**PASSAGE TO READ**
====
The twist here is that the heroine, Sam, very much does not want to get married. She’s a go-getting career woman of almost 30 who wants to move out of her mother’s apartment and enjoy her own life — with boys very much on the side.
Sam is played by Aizzah Fatima, who co-wrote the screenplay with director Iman K. Zawahry. It’s not often you see a film helmed by Muslim women of Middle Eastern origins, giving us a biting love/hate take on their cultures and how assimilating in American can be such a depressing chore.
Sam’s mother (Lillete Dubey) very much sticks to strict homeland mores about love and marriage: namely, the last should come first. She desperately wants Sam and her kid sister, pre-medical student Maryam (Salena Qureshi), to find husbands (preferably doctors) as soon as possible. And yet, she treats Sam’s desire to spread her wings as traitorous.
Leave home with a husband, she warns, or leave and don’t come back.
====
**DATASET CONTENT**
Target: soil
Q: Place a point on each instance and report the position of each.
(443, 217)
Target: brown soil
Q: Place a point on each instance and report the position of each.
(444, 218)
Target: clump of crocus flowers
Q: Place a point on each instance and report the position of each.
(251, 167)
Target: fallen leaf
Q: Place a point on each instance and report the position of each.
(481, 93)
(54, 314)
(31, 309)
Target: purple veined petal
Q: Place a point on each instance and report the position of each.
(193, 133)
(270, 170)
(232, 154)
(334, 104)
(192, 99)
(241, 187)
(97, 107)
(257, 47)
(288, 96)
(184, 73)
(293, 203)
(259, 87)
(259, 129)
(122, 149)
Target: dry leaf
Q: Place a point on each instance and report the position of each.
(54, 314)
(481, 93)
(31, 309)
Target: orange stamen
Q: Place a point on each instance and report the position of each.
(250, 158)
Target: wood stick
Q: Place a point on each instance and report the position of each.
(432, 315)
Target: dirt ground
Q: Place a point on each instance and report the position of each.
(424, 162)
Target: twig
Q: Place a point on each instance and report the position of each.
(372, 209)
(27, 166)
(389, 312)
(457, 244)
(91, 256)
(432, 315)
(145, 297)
====
**ACTIVITY**
According to the film review, who co-wrote the screenplay with Aizzah Fatima?

**ANSWER TO THE PROBLEM**
Director Iman K. Zawahry.